*Activity*
Go through the material below and report how many lines contain "rotor". Give only the number.
%%
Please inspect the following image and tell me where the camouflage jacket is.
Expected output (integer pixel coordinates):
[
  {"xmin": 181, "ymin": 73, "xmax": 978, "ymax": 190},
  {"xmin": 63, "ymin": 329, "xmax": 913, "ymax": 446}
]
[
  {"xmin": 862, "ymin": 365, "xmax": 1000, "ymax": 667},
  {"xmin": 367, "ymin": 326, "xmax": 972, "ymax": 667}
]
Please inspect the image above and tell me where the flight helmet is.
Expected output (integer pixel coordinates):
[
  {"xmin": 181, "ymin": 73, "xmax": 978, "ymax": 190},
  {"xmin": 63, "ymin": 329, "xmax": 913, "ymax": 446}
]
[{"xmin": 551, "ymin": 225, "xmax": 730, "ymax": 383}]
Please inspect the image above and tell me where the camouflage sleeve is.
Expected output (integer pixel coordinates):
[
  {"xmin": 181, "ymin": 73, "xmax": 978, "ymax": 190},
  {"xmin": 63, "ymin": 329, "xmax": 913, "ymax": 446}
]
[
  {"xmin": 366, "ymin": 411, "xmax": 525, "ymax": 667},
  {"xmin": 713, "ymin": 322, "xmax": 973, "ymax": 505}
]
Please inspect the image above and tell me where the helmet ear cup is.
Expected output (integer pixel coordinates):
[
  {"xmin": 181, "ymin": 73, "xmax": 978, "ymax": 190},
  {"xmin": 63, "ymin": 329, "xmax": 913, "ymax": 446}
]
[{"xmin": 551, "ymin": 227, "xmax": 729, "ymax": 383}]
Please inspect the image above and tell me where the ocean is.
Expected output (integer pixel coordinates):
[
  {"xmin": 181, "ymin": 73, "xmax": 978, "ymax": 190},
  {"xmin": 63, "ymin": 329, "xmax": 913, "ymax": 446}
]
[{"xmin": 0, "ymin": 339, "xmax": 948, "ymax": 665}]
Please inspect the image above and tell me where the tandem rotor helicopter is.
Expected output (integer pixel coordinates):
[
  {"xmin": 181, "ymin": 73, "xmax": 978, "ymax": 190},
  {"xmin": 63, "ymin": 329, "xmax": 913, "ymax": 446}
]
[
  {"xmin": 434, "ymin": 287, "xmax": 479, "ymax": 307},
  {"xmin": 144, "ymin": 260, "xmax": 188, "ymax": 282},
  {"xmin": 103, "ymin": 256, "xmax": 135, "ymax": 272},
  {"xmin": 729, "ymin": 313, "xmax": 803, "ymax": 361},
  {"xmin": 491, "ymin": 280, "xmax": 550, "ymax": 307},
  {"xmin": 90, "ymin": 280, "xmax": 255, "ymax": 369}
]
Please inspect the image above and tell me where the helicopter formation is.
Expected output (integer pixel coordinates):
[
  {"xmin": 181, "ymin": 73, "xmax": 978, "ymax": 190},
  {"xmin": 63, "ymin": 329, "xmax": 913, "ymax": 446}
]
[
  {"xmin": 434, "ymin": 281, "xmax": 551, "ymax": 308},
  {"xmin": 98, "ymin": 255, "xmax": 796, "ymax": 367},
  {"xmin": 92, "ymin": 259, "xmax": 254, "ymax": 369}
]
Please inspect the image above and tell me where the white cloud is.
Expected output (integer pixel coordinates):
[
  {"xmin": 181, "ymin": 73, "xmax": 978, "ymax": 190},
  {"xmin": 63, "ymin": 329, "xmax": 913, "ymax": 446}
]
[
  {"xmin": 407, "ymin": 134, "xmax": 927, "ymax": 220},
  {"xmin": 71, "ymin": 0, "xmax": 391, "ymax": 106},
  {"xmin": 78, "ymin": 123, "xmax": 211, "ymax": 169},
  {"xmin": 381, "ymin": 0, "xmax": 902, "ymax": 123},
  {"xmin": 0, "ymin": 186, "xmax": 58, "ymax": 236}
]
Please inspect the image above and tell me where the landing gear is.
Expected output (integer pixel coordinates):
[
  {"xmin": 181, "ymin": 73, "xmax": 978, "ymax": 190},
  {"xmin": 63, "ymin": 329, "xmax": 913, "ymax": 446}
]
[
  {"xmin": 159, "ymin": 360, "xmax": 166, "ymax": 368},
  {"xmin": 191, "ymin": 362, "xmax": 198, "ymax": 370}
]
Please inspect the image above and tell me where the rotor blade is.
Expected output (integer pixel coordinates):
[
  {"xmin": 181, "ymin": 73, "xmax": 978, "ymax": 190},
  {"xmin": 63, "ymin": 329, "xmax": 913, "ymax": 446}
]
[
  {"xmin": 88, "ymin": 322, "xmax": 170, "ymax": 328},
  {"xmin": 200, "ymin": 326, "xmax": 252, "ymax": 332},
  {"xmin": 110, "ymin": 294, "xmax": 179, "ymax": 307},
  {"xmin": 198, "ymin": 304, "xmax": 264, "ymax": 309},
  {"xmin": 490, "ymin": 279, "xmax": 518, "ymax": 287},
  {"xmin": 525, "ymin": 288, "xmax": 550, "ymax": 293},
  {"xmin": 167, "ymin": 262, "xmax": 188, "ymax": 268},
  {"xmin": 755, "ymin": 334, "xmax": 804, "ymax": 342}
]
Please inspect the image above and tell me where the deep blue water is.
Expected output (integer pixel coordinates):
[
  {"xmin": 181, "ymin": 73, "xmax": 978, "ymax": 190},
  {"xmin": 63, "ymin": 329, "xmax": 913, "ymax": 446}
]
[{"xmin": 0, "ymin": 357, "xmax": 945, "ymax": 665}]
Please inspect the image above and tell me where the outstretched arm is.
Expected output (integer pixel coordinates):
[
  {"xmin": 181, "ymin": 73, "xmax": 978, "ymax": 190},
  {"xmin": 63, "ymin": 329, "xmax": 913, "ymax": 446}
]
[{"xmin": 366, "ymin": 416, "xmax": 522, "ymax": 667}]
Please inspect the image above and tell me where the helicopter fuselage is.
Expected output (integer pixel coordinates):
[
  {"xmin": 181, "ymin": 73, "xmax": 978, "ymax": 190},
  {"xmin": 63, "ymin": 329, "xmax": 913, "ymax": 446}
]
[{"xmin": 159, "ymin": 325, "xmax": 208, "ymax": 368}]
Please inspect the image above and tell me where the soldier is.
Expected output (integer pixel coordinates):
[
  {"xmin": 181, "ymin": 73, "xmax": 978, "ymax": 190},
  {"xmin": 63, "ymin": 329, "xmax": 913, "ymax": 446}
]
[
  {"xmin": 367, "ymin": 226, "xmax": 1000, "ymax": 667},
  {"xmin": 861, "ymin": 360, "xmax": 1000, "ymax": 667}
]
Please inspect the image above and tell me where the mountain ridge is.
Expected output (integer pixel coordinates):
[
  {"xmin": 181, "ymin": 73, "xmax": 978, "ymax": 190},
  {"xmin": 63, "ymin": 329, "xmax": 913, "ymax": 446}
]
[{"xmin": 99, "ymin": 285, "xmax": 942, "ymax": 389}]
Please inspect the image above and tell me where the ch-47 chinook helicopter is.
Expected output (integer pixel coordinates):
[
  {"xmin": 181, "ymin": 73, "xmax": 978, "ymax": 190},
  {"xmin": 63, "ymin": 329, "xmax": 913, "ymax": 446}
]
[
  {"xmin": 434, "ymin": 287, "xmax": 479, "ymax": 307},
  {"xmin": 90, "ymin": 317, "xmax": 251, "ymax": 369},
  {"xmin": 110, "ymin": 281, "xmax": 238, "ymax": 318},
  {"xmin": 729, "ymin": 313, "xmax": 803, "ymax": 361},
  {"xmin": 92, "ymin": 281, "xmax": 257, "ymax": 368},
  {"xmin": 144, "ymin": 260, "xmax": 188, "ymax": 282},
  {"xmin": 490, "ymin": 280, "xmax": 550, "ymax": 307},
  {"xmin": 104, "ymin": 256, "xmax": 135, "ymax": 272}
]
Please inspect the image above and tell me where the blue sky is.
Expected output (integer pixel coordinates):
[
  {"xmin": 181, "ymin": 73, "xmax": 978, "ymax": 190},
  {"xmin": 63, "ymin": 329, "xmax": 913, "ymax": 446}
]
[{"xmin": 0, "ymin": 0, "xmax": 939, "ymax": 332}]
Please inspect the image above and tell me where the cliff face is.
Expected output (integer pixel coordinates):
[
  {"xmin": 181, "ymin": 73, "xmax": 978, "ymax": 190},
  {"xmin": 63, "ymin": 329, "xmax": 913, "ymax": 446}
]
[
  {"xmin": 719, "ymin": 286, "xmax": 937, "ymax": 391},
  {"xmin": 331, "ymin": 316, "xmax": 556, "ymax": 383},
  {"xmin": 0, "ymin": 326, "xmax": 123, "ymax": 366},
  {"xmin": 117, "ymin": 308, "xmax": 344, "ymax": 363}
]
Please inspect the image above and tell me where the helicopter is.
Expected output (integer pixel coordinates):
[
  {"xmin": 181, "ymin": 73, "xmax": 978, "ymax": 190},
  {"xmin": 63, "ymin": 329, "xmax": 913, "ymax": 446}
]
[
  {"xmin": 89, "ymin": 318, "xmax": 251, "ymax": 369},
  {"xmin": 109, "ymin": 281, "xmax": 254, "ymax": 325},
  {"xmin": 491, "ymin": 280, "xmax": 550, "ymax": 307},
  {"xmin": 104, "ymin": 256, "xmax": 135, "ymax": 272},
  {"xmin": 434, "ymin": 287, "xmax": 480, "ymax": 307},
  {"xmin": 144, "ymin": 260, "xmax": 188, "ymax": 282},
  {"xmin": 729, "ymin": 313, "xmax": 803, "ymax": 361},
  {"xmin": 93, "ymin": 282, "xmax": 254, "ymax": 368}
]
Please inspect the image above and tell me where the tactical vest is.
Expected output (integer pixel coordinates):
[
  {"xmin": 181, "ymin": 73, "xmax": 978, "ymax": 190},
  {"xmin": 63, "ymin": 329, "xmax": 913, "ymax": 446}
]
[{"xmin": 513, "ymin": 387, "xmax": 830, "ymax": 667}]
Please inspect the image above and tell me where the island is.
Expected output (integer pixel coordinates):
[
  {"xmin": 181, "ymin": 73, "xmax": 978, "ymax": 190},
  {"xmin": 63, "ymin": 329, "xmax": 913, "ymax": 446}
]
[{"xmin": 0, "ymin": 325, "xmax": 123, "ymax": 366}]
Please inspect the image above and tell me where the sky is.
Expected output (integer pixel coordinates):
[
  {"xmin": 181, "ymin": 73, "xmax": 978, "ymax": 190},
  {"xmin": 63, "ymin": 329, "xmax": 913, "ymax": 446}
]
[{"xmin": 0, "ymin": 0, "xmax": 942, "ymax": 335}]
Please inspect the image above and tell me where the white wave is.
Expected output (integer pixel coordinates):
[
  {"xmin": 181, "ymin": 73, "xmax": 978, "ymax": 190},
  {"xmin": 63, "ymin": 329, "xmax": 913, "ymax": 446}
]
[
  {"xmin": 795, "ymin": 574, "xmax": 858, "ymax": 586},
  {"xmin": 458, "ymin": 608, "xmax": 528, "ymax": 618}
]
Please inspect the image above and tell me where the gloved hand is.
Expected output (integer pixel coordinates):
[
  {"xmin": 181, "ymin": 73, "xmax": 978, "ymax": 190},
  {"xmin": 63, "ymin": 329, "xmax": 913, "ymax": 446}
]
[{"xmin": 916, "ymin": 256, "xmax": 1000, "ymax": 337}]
%%
*Response to the exercise*
2